**TASK PROMPT**. Quote the rows below word for word, but leave out the pictures.
# DATA FOR PROCESSING start
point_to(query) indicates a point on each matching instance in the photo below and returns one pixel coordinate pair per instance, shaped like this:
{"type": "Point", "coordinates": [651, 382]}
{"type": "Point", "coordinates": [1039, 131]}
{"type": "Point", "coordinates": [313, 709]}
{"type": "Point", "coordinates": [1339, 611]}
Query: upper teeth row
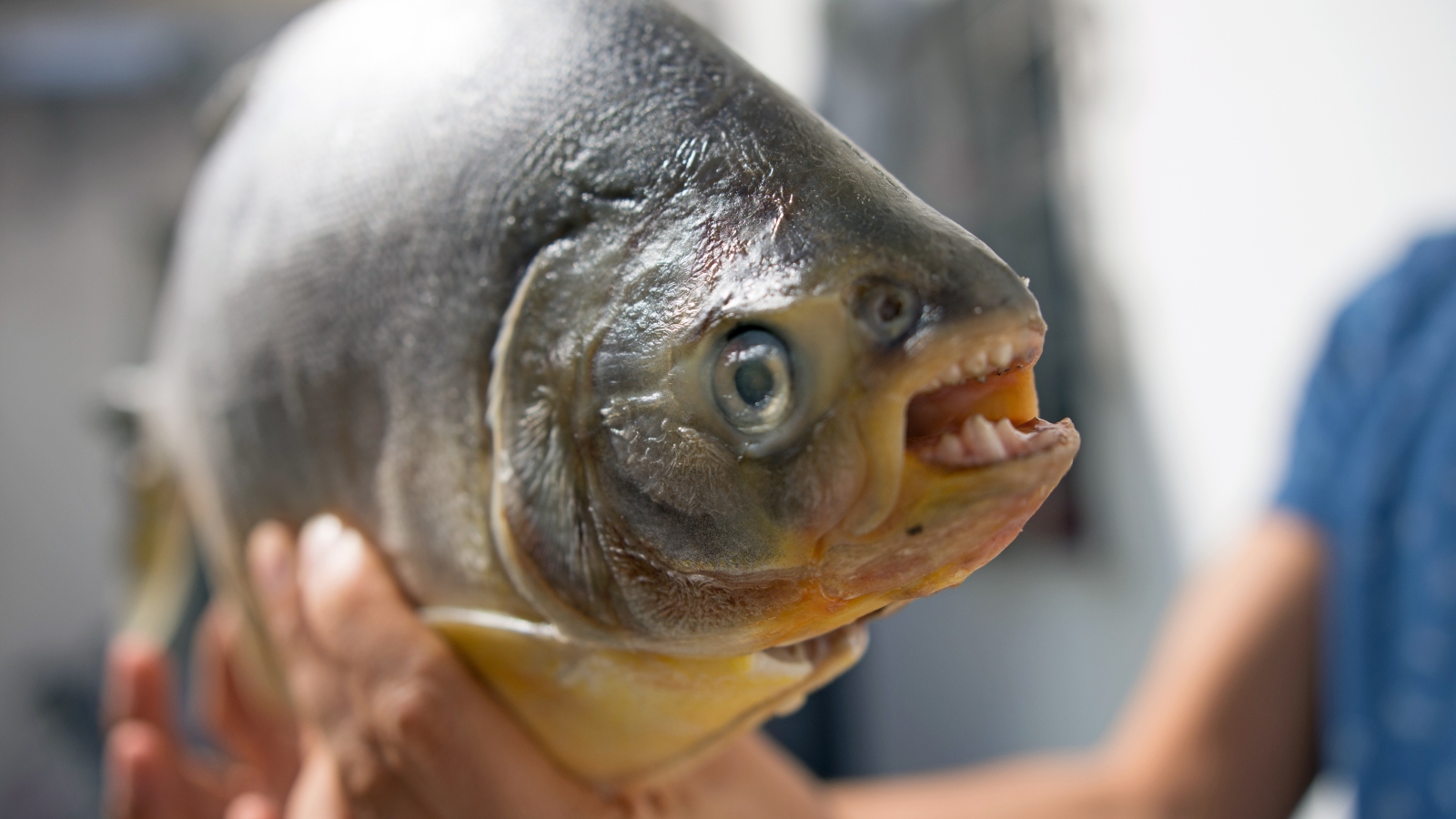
{"type": "Point", "coordinates": [977, 365]}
# DATA FOR PROCESSING end
**CORRECT RESPONSE**.
point_to(query) indicates a point on each matching instance in the photo below and returns one pixel coordinate pair per instance, shaped like this:
{"type": "Point", "coordinates": [651, 382]}
{"type": "Point", "coordinates": [1039, 131]}
{"type": "Point", "coordinates": [313, 709]}
{"type": "Point", "coordinates": [1339, 611]}
Query: upper teeth row
{"type": "Point", "coordinates": [977, 365]}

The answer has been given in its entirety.